Wir begegnen unserem Marquis in der deutschen Literatur wieder. Im Jahre 1792 taucht er in den Fantasien auf einer Reise nach Prag von Franz Alexander von Kleist auf. Ich habe das hier im Volltext, man darf es nicht mit Mörikes Mozart auf der Reise nach Prag verwechseln. Franz Alexander von Kleist ist nach seinem Tod schnell vergessen worden; es ist schön, dass seine Verwandte Sigurd von Kleist, die Vorsitzende des Familienverbands derer von Kleist, sein Werk ins Internet gestellt hat. In den Fantasien auf einer Reise nach Prag besucht der Marquis de Boullié eine Aufführung von Don Giovanni in Prag, die Mozart selbst dirigiert. Und da können wir lesen: 

Rührend war unten im Parterre der Anblick des General Bouillé; und so verdient er sein jetziges Schicksal trägt, so konnt’ ich doch nicht alle Gefühle des Mitleids gegen ihn unterdrücken. Mit leserlichen Chiffren steht auf seiner Stirn sein Unglück geschrieben, und der Kummer scheint das Feuer seines Auges allmählich zu vermindern. Aber doch spricht noch Klugheit und Muth aus seinen Blicken, und jeder erkennt, daß ihn das Schicksal zu mehr, als einem verwaisten Flüchtling bestimmte. Noch nie sah ich ein Gesicht, auf dem der Gram so abgedrückt war, wie auf dem seinigen; und ich kann mir vorstellen, welche schrecklichen Gefühle sein Herz durchbohren. Einem leidenschaftlichen Augenblick zu gefallen, — geblendet von den süßen Schmeicheleyen der Zukunft, geläng es ihm, die Tempel der Freyheit umzustürzen, und die Despotie wieder einzusetzen, mißbraucht er das Vertrauen der Nationalversammlung, wird ein Verräther seines Vaterlandes und seines Volks; — wird von einem angesehenen französischen Bürger, ein vornehmer Bettler im Ausland; und sieht sich nun von niemanden gefürchtet, von wenigen geschätzt, von den meisten verachtet. Wie muß ihn die Reue peinigen, wie der Gedanke ihn erschüttern, daß er vielleicht an dem Blutvergießen vieler Tausend Schuld seyn kann, einen Irrthum zu vertheidigen! Wie ganz arm an großen, schönen Gefühlen muß seine Seele seyn, da ihr der Stolz der Selbstständigkeit mangelt; da sie schlaff genug war, dem Eigennutz zu fröhnen, seinen Winken zu folgen, und auf die seligen Früchte der Freyheit Verzicht zu thun! Wie verwaist muß er sich fühlen, da ihm seine Nation flucht, sein Vaterland als ein Ungeheuer ausspeyt, und kein Herz ihm sich naht, harmonisch gestimmt, aufwallend für die großen Tugenden des Menschengeschlechts, für Freyheit und Liebe! Einsam steht er da, wie eine giftige Pflanze, die kein freundliches Thier besucht, vor der der Wanderer, ohne sie anzublicken, vorübergeht, und um die sich nur Scorpionen sammeln! — Wie lächerlich nehmen sich aber dennoch neben diesem bethörten, unglücklichen Mann die übrigen Französischen Flüchtlinge aus. Schöner kann man es nicht sagen.

Bereitgestelltes Material:
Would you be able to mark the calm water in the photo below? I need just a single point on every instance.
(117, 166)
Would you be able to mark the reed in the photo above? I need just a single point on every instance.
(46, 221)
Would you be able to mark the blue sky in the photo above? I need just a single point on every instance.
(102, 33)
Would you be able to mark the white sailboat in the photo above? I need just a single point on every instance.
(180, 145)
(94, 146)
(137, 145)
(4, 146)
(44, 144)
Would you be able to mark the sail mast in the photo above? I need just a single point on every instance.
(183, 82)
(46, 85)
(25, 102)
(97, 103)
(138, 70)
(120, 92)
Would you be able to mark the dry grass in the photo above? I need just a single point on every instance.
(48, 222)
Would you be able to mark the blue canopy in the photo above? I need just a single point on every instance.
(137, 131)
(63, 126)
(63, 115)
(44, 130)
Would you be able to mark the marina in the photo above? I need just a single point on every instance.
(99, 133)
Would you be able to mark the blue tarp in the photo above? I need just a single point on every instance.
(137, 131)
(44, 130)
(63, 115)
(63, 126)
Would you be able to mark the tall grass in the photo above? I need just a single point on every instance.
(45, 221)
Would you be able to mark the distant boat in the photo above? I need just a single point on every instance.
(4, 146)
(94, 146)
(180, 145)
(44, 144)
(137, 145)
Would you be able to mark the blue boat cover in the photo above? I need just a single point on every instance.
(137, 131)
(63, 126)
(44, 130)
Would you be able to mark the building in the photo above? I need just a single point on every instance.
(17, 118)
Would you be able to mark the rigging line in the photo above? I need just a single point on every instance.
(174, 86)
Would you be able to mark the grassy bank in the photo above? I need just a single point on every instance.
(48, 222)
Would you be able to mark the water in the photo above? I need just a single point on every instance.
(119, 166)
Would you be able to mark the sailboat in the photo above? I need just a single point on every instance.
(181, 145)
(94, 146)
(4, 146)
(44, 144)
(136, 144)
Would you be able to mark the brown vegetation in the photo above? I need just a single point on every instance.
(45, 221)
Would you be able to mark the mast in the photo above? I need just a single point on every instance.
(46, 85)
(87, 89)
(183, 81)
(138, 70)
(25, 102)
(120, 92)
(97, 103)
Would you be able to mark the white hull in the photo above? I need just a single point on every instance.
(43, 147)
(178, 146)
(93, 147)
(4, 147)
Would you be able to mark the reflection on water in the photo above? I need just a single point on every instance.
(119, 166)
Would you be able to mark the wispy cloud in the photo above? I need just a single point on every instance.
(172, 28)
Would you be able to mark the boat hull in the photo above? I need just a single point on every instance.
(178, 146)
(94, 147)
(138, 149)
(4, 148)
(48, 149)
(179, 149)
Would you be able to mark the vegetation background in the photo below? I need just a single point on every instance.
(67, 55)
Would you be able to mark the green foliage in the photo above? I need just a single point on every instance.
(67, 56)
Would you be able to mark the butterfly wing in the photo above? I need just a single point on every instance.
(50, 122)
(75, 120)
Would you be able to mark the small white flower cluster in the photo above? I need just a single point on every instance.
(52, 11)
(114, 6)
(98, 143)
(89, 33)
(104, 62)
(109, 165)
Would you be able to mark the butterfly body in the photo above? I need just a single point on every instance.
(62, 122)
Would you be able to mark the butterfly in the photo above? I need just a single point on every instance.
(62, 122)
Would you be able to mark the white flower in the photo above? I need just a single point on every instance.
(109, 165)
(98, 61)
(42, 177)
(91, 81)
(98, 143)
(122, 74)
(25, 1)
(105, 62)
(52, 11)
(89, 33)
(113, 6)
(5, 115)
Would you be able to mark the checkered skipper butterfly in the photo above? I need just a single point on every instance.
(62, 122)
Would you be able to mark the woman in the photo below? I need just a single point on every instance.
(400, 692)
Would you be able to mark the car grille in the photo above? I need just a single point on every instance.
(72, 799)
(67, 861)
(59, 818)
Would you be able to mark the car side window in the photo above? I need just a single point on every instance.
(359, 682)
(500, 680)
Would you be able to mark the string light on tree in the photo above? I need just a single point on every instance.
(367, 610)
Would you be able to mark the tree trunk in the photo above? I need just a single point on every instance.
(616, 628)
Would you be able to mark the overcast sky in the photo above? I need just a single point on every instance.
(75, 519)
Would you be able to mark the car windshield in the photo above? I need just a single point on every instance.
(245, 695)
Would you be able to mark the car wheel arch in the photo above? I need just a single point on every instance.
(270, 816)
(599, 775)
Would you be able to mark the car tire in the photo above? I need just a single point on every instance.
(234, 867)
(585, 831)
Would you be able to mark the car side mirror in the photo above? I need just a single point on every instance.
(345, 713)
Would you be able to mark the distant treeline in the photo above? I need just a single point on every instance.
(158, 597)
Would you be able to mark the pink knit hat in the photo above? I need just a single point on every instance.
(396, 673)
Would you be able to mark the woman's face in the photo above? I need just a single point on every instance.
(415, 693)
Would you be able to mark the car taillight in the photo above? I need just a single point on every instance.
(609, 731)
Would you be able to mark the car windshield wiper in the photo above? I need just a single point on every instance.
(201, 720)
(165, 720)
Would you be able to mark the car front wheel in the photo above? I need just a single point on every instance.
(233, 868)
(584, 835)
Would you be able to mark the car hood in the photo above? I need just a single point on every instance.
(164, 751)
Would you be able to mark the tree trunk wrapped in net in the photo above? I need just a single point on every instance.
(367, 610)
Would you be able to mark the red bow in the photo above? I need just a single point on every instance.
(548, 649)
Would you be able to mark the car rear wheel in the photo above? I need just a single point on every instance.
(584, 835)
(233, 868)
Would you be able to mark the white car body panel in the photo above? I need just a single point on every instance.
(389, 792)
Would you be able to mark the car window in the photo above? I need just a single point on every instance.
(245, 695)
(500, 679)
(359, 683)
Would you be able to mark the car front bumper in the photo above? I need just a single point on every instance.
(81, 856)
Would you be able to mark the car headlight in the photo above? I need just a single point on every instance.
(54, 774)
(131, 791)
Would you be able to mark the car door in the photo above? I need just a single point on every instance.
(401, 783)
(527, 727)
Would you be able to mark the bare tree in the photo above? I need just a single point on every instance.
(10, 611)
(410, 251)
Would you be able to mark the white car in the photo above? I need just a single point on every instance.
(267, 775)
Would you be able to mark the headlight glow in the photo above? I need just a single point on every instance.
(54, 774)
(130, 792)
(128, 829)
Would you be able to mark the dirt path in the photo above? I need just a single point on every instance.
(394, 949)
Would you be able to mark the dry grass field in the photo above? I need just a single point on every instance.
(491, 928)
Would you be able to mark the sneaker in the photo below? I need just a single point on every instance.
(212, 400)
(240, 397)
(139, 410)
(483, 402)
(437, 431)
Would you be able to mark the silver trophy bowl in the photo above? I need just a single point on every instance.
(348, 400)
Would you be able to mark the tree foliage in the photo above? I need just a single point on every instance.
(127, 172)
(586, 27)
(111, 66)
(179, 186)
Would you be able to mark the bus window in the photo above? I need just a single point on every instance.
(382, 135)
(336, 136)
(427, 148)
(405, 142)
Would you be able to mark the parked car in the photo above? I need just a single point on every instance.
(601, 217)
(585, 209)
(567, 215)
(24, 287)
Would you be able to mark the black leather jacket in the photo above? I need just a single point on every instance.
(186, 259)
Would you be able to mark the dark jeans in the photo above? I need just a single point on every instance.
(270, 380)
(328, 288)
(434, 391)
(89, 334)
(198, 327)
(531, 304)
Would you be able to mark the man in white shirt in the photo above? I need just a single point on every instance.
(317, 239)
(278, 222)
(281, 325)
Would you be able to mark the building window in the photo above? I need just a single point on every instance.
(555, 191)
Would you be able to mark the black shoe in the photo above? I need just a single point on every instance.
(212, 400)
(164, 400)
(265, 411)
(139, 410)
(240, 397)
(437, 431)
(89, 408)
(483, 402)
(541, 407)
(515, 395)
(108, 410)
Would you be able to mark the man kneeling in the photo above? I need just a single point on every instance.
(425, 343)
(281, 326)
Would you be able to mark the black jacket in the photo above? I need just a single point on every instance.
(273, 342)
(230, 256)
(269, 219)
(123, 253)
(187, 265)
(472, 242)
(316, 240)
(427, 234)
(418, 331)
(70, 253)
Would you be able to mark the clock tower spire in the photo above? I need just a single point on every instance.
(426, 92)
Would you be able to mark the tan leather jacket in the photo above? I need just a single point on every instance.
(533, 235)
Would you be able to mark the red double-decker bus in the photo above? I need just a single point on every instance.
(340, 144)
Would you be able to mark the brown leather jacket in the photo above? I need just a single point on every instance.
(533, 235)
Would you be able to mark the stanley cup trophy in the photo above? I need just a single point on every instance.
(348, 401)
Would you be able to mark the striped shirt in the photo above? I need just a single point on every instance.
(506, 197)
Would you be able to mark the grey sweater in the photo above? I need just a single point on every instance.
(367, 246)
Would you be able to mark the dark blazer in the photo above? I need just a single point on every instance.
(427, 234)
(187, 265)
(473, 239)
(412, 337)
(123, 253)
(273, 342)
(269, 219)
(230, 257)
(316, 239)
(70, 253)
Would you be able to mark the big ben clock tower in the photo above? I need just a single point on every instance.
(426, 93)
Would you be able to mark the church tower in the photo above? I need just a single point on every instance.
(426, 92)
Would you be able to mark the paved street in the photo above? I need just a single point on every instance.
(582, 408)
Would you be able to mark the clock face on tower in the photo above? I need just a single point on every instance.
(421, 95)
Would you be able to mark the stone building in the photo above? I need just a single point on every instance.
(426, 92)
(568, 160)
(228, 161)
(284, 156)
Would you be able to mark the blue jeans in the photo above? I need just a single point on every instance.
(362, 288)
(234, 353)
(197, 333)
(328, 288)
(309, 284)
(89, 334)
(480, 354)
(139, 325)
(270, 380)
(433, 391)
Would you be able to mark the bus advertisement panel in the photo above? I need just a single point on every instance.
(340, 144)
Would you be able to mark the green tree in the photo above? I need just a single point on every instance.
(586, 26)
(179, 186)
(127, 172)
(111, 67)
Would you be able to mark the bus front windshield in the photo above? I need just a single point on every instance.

Aufgabenstellung: Führe den Textauszug über den Marquis in Kleists „Fantasien auf einer Reise nach Prag“ im Anschluss an seinen letzten Satz weiter. Das Material steht für sich und hat mit dem Textauszug nichts zu tun.

Lösung:
Der Marquis de Bouillé wird nach England gehen. Obgleich er einst gegen die Engländer gekämpft hatte, empfangen sie ihn mit Respekt. Sie haben es nicht vergessen, dass er im Unabhängigkeitskrieg immer fair gegen seine Gefangenen gewesen ist. Die Besatzung einer untergehenden englischen Fregatte setzt er in der Nähe einer englischen Garnison an Land und behält sie nicht als Kriegsgefangene. George III bietet ihm eine Summe von 20.000 Pfund Sterling als Geschenk an, aber der Marquis nimmt das nicht an. Bouillé veröffentlicht 1797 in London sein Buch Mémoires sur la Révolution Française depuis son origine jusqu'à la retraite du duc de Brunswick. Mit großem Erfolg. 

Das Chanson, das er 1769 schrieb, als er Gouverneur von Guadeloupe war, wird heute immer noch gesungen. Ich habe hier noch eine wirklich schöne Aufnahme von Henri Salvador für sie. Eigentlich ist es ja ein Lied, das eine Frau singt. Ich habe hier eine Version von Moune de Rivel, die man La Grande Dame de la Chanson Créole genannt hat, die klingt mit meiner neuen Mackie Soundbar ganz vorzüglich. Und ich habe noch eine Aufnahme von einer Sängerin namens Dorothée, die in ihrer Jugend mal in einem Truffaut Film mitspielte. Sie können jetzt bei genauer Betrachtung der Falten und Knoten des Kopftuches raten, ob sie noch zu haben ist.